Published March 25, 2014

On April 5, 2009, President Obama gave a speech in Prague, calling nuclear terrorism "the most immediate and extreme threat to global security," and hosted the first Nuclear Security Summit (NSS) in Washington, DC in April 12-13, 2010. Additional summits took place in Seoul in 2012 and in the Hague in 2014. Additional documents are available on the State Department website.

The summit aims to secure nuclear material and encourage collaboration between countries to eliminate nuclear weapons. Countries report on their progress in securing their nuclear materials.

The NSS 2014 final communiqué contains new agreements that build on the results of earlier summits in Washington and Seoul. Here are some examples:

  • The smaller the amount of nuclear material, the smaller the risk. The NSS countries have therefore agreed to keep the quantities of nuclear material as low as possible, and to reduce them where possible. Countries that use highly enriched uranium or plutonium as fuel for power generation will limit the quantity involved as much as they can.
  • The agreements cover not only nuclear material that can be used for making nuclear weapons (highly enriched uranium and plutonium), but also other radioactive materials, such as low-enriched uranium, cobalt-60, strontium-90 and caesium-137. Many of these materials have useful applications in hospitals, industry and research. But they can also be used with ordinary explosives to make a 'dirty bomb'.

• Photo-based referring expression data
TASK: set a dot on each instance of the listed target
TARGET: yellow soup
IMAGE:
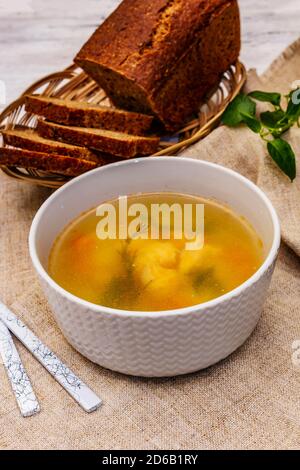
(146, 274)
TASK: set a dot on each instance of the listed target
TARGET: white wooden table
(39, 37)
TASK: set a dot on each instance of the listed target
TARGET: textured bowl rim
(271, 257)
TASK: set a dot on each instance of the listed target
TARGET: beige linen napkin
(250, 400)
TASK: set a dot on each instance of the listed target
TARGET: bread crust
(30, 140)
(60, 164)
(113, 143)
(163, 56)
(82, 114)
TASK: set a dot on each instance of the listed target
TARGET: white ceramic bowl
(167, 343)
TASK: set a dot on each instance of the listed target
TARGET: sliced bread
(44, 161)
(114, 143)
(82, 114)
(28, 139)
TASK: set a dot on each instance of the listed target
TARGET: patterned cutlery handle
(17, 375)
(84, 396)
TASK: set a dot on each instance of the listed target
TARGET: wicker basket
(74, 84)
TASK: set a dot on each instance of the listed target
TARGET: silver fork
(17, 375)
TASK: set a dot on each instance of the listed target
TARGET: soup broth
(152, 275)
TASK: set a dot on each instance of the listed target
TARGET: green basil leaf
(284, 156)
(273, 98)
(272, 120)
(241, 104)
(252, 122)
(293, 109)
(277, 122)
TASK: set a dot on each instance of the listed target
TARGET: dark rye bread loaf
(79, 114)
(163, 56)
(30, 140)
(114, 143)
(44, 161)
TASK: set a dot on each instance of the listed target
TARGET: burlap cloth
(250, 400)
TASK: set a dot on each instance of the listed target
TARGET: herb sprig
(270, 125)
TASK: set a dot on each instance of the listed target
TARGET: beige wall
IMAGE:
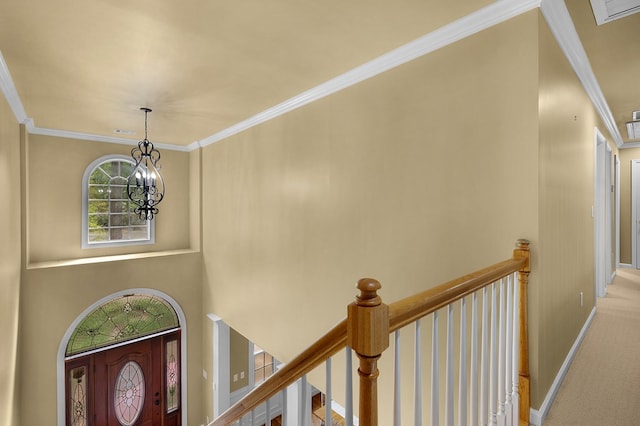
(416, 176)
(52, 298)
(10, 254)
(55, 169)
(626, 156)
(564, 258)
(61, 279)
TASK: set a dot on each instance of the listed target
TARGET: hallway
(602, 386)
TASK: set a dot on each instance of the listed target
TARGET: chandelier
(145, 186)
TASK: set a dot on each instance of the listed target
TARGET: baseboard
(536, 417)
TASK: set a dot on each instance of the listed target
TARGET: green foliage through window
(110, 215)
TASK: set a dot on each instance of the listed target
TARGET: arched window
(108, 217)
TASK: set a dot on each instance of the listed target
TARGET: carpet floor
(602, 386)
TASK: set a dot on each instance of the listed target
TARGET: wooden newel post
(368, 336)
(522, 252)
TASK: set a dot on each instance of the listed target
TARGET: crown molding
(10, 92)
(98, 138)
(557, 16)
(554, 12)
(482, 19)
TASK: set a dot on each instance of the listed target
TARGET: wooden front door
(131, 385)
(128, 384)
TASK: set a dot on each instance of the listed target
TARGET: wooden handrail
(314, 355)
(412, 308)
(379, 321)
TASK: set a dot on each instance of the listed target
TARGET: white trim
(554, 11)
(473, 23)
(557, 16)
(617, 207)
(10, 92)
(98, 138)
(60, 384)
(151, 227)
(469, 25)
(537, 416)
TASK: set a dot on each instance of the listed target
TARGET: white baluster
(474, 373)
(515, 397)
(509, 352)
(285, 408)
(305, 403)
(493, 365)
(435, 368)
(327, 394)
(417, 384)
(502, 349)
(267, 412)
(484, 362)
(349, 389)
(462, 378)
(397, 402)
(449, 369)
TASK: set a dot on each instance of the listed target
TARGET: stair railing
(494, 387)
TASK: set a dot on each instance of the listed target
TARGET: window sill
(103, 259)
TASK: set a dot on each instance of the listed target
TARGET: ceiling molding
(473, 23)
(99, 138)
(557, 16)
(10, 92)
(554, 11)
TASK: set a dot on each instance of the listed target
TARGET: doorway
(133, 384)
(120, 363)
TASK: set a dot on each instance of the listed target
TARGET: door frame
(61, 376)
(635, 197)
(599, 215)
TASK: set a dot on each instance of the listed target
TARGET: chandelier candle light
(145, 186)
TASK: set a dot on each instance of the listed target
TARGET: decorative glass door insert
(129, 393)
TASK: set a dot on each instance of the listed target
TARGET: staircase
(485, 312)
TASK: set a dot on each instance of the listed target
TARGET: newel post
(368, 336)
(522, 252)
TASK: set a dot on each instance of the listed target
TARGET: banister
(412, 308)
(399, 314)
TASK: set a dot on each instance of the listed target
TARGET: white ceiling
(209, 68)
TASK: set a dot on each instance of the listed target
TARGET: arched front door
(126, 369)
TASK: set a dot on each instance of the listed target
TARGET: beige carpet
(602, 386)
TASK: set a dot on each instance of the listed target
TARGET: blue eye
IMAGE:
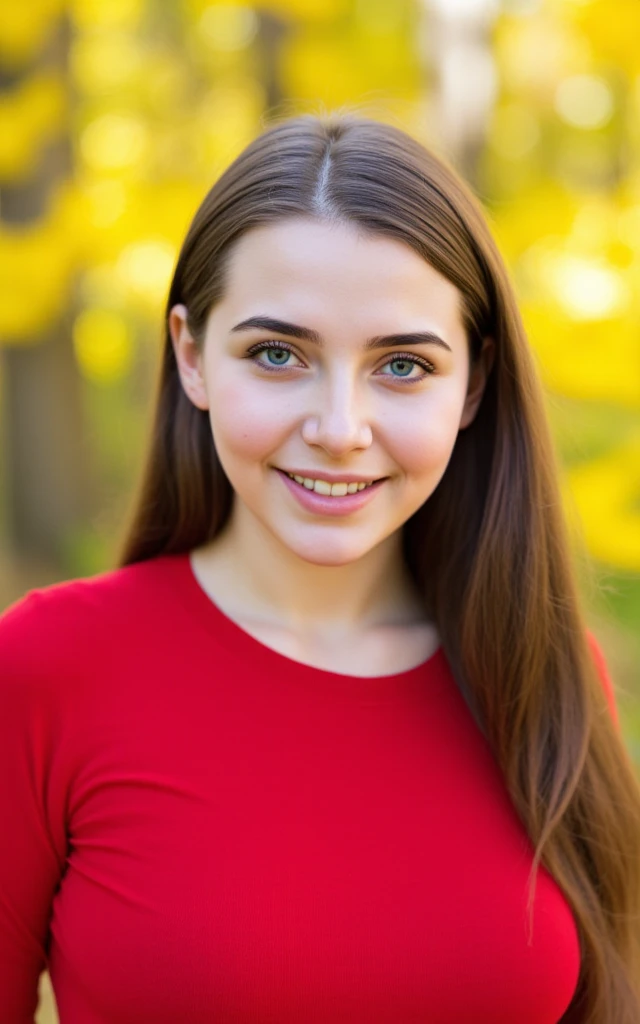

• TASK OBJECTIVE
Continue the Nuclear Security Summit excerpt above, picking up after its last sentence.

• TASK OUTPUT
  • All participating countries will implement the guidelines of the International Atomic Energy Agency (IAEA). In addition to the agreements in the final communiqué, 35 countries have undertaken to incorporate the IAEA guidelines into their national legislation. The guidelines will therefore be binding on these countries, which will also engage IAEA teams to assess the security of nuclear materials.
  • Nuclear forensics is an important tool for tackling criminal misuse of nuclear materials. It can identify the origin of nuclear material and the route it has taken.
  • The participants have laid the basis for an efficient and sustainable nuclear security architecture, consisting of treaties, guidelines and international organisations. The IAEA plays a pivotal role in this regard. An important new element is the agreements on the steps that countries can take to enhance confidence in one another's nuclear security measures. Greater mutual trust will allow even more efficient cooperation and make it easier to assess whether the nuclear material in the world is well secured.
  • As regards industrial uses of nuclear materials, government and business must work together closely. The security of nuclear material must be governed by law, without businesses and institutions being hampered by unnecessary rules.